#### WORKING DATA
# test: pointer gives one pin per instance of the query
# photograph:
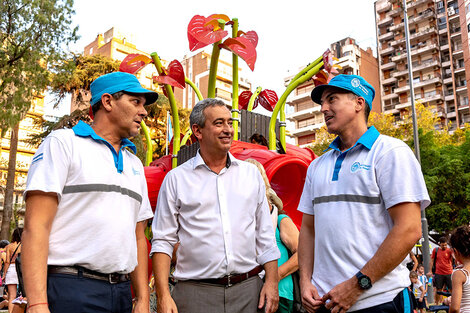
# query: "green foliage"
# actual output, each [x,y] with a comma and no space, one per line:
[33,34]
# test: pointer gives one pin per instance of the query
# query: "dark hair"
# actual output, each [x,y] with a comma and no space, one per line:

#### WRITTEN TASK
Can you update the data above by replacing "pointer" with "locator" and leaving everything else unchanged? Leave the pictures out of your answer.

#### RESPONSE TO THE EXERCISE
# test: locator gives one pin per instance of the query
# photograph:
# query: "green foliage"
# actual output, each [x,y] with a comma and no space, one per line:
[33,34]
# test: locator gives one pin per instance of the query
# query: "dark hair"
# actual output, each [x,y] with a comma and no space, one per line:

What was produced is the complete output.